Source passage below:
Redistribution is "code" for theft. The socialist system of legalised theft ensures that less is produced to be stolen.
The abolishment of slavery was the major moral acheivment of the previous century. However the desire to force people to work for your desires is strong, and so the disguised slavery of socialism popped up.
It must be fought with the same vigour.
Posted by: Rob Read | August 08, 2005 at 12:13 PM
The idea that people suffering from starvation could be as happy-let alone happier-than us, is a bit far-fetched, don't you think?
The idea that we don't owe help to Africans because they are culturally removed from us, begs the following question: were they close enough, culturally, for us to colonise their lands?
Personally, I agree most with Robert Goodin. We owe help to all human beings, regardless of their origin or home.
Furthermore, Africa gives us plenty-in food, riches and culture.
Posted by: jez | August 08, 2005 at 01:54 PM
Whilst I agree for the large part with this post, perhaps we might look at the ills carried out in the name of universalisable concepts of justice and morality?
Also, I would argue that the line between necessity and luxury is vague and indefinable. There are quotable extremes of course.
Posted by: Pete | August 09, 2005 at 02:20 PM
"Also, I would argue that the line between necessity and luxury is vague and indefinable."
This is not true! What is a Luxury is purely a personal taste.
Charity is certainly NOT a neccesity. It should be funded by personal taste only.
Posted by: Rob Read | August 10, 2005 at 03:12 PM
"How much money can be siphoned out of the system before it stops being able to replenish itself? Perhaps the true "cost to the UK economy" of (notionally) helping the poor is not captured by the budget line (£127bn versus £4bn)."
As a share of national income the portion of money "siphoned" out of the system is not worth mentioning but it goes a mighty long way towards alleviating symptoms in developing countries(Short-termistic but much needed because of global failure to address the causes).
What about the causes? This is where the real issues for Africa lie. Ever heard of giving with one hand and taking with the other? Net movement = zero
Posted by: curious | August 10, 2005 at 05:13 PM
curious,
my point was to ask whether measuring aid as a proportion of nation income is misleading. Your response that "as a share of national income the portion ... is not worth mentioning" rather illustrates my point.
This is not an argument against giving generously, just an argument that the issue is (/might be) commonly mischaracterised.
As for the notion that the cause of poverty in Africa, the real issue, is the West giving with one hand and taking with the other ... well I think you need to expand on that.
Posted by: Paddy Carter | August 16, 2005 at 07:58 AM
"This doesn’t justify redistributing less to foreigners than to Britons for two reasons. First, because there’s also some evidence that redistribution within the UK – at least in the forms it has taken – doesn’t work."
the "some evidence" being this:
"Great Ormonde Street Hospital, since it caters to children, is a major recipient of charitable funds. My own father left money to it in his will. But this same hospital has closed beds - putting capacity into mothballs."
I think you need to do better than that!
Not, I add, that I want to argue we necessarily have greater obligations to fellow-citizens or neighbours than to people we've never heard of, in countries we know virtually nothing about. I became my mother's carer rather than a carer for an old, ill, woman in Africa for obvious reasons of proximity and social expectation. Still, I might say (and I think I would) that an additional factor, that does have moral purchase, was her bearing and rearing of, and caring for, me. I owed her in a way that I do not directly owe a mother in Botswana. Am I deluding myself when I say this? I, like jez, tend to agree with Bob Goodin on points like this -- and I agree with you, jez, Africa has given us much -- so, I am not sure.
Posted by: jayann | August 19, 2005 at 01:17 AM
Just to be fussy, I think Dworkin thinks that his metric of equality applies only within states, that we have special obligations to whomsoever we share a polity with. I've certainly never come across anything he's said about global justice.
End of Source passage.
Information provided below:
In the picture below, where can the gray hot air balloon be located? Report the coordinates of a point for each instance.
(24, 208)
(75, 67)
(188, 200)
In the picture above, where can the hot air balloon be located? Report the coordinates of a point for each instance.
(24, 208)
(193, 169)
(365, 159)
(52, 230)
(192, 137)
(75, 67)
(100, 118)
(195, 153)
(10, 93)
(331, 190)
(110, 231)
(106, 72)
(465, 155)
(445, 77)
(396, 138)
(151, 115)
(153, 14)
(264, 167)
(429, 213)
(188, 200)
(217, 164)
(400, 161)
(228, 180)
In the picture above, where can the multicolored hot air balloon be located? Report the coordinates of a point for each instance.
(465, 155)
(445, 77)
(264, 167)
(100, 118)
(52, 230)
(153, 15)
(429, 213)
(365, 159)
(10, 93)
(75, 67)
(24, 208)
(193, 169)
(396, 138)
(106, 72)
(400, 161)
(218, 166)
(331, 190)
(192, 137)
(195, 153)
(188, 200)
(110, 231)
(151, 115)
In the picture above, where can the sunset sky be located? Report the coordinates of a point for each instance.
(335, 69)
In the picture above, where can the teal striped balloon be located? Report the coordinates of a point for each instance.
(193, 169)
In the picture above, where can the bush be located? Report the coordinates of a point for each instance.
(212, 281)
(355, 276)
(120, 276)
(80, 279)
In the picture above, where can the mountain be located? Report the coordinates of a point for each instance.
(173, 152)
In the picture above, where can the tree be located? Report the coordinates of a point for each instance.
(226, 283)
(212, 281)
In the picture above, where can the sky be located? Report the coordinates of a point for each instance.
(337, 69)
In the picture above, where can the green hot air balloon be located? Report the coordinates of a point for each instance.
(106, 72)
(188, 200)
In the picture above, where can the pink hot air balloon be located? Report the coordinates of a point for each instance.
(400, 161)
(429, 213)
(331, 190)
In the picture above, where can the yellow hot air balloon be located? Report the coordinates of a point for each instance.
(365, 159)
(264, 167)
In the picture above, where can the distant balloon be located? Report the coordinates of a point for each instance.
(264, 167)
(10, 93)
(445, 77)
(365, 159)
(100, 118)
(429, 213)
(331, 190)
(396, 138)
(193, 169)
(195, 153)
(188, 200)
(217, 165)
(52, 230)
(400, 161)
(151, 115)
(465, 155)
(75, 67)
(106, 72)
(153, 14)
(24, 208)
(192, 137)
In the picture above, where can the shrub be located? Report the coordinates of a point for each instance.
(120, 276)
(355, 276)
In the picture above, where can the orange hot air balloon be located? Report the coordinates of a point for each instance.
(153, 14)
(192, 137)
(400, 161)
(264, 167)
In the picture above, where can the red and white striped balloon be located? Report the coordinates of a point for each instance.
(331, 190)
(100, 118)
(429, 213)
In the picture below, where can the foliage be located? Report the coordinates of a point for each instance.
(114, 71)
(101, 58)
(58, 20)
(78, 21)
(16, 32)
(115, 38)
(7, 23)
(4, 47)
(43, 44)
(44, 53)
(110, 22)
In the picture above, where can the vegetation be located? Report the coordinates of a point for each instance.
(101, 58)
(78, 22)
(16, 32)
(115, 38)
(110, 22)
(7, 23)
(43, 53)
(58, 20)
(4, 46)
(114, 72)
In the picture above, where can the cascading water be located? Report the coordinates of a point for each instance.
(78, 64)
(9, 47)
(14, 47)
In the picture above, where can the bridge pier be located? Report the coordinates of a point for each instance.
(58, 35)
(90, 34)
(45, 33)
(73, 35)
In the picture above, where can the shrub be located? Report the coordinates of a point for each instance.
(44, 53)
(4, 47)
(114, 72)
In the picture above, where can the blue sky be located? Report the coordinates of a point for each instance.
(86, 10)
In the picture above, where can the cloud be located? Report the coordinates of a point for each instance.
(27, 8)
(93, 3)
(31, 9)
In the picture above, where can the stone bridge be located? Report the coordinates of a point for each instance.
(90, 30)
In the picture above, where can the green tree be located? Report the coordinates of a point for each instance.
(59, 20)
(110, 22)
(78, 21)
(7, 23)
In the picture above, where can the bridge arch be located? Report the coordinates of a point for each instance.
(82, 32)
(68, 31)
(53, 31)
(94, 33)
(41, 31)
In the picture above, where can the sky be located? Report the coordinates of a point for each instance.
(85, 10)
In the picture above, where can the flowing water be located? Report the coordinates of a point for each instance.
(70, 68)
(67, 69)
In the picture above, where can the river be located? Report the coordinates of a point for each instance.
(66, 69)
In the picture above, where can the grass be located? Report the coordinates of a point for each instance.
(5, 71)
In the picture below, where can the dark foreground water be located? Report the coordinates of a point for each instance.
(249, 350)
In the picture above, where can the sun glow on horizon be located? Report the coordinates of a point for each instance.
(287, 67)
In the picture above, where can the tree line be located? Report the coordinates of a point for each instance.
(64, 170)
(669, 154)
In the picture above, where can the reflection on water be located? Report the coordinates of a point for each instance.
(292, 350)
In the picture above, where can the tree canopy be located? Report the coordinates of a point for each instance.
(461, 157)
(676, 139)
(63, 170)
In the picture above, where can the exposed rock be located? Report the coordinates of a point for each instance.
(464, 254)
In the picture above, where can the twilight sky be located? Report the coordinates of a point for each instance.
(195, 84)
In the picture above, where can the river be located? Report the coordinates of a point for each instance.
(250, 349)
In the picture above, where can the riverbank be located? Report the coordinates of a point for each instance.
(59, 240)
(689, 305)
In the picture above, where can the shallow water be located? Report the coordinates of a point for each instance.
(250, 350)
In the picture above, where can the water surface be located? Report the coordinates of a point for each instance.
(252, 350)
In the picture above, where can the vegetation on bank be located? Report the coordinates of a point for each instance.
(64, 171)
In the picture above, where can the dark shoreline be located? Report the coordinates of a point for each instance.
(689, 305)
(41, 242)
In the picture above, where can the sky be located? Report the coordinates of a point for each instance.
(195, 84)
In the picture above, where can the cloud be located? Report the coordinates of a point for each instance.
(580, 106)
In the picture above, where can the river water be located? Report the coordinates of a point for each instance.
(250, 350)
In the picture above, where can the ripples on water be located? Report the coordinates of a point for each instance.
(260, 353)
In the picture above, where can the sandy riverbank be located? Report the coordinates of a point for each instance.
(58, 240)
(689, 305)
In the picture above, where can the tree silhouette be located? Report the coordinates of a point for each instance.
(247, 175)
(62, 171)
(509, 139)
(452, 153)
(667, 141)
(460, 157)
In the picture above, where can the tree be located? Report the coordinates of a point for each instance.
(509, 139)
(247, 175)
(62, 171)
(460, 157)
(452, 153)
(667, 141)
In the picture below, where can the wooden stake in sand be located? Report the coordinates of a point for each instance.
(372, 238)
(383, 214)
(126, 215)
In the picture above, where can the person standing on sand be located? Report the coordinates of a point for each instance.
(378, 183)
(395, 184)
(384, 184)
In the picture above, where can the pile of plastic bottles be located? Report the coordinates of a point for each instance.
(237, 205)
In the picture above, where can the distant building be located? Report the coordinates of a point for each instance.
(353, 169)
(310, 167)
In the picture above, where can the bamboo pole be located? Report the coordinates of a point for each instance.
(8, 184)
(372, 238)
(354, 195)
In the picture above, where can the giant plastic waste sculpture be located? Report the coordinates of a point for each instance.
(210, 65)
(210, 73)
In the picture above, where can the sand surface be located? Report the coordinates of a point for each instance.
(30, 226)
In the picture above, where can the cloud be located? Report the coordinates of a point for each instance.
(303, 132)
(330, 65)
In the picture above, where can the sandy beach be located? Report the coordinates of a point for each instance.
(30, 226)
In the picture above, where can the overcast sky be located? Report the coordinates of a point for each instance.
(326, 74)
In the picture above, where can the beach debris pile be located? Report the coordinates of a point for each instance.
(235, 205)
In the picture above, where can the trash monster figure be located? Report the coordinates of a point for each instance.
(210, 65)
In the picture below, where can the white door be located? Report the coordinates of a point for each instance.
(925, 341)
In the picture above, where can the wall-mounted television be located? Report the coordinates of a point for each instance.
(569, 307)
End of Information provided.
> **Exercise directions**
In the comment thread on aid and redistribution, whom did jayann become a carer for? Nothing here depends on the entries.

> **Exercise answer**
Jayann's mother.